▸ ENTRIES SHOWN
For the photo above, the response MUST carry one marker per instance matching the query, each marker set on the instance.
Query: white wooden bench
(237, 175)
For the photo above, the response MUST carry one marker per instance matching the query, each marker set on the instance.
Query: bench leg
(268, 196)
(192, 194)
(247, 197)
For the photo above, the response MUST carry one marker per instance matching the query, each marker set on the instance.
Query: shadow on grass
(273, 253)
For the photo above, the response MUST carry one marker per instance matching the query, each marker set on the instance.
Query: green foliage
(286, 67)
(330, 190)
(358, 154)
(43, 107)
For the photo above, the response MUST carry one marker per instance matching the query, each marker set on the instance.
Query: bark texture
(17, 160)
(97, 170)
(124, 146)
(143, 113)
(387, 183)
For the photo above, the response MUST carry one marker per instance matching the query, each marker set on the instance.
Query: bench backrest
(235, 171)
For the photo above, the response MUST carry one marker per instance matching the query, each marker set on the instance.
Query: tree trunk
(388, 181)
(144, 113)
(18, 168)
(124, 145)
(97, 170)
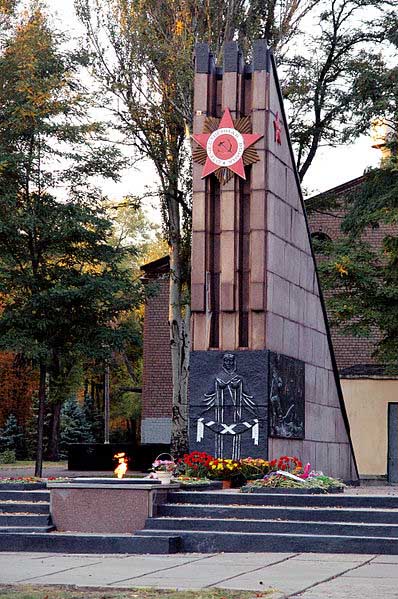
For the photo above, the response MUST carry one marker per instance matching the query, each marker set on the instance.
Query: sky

▸ WHAT TO DO
Give back the whole listing exactly as written. Do not include any picture.

▸ RESPONSE FOR THIS EXERCISE
For the photo above, the response MUST carry one marker per instance matching the query, each marker set on the instance.
Query: white wooden bench
(237, 175)
For the photo above, the response MUST carry one marker per instance matching the query, each marker set on the instance.
Query: bench leg
(268, 196)
(192, 194)
(247, 197)
For the photo above, the response MUST carry one marker per instance matching the query, each marker set on the instance.
Query: shadow on grass
(273, 253)
For the photo above, the response MUST carry one marker per instance matching the query, each marker set on the instance.
Query: green foliage
(286, 67)
(330, 190)
(358, 154)
(43, 107)
For the photo above, the response MUST carry one marker per instance matching the query, each marker set on the instance.
Query: bark texture
(17, 160)
(97, 170)
(124, 146)
(143, 113)
(387, 183)
For the photo above, the response MUST carry one marker per instance matching the query, each marker set on the instance.
Query: bench backrest
(235, 171)
For the photo above, the response MUST carry one marker per instance matching the query, each marker set on the instance.
Query: tree trunk
(388, 181)
(144, 113)
(18, 168)
(124, 145)
(97, 170)
For the photo above, the response MUST carry one marker per instance matching the query, each marker set on the instance.
Query: sky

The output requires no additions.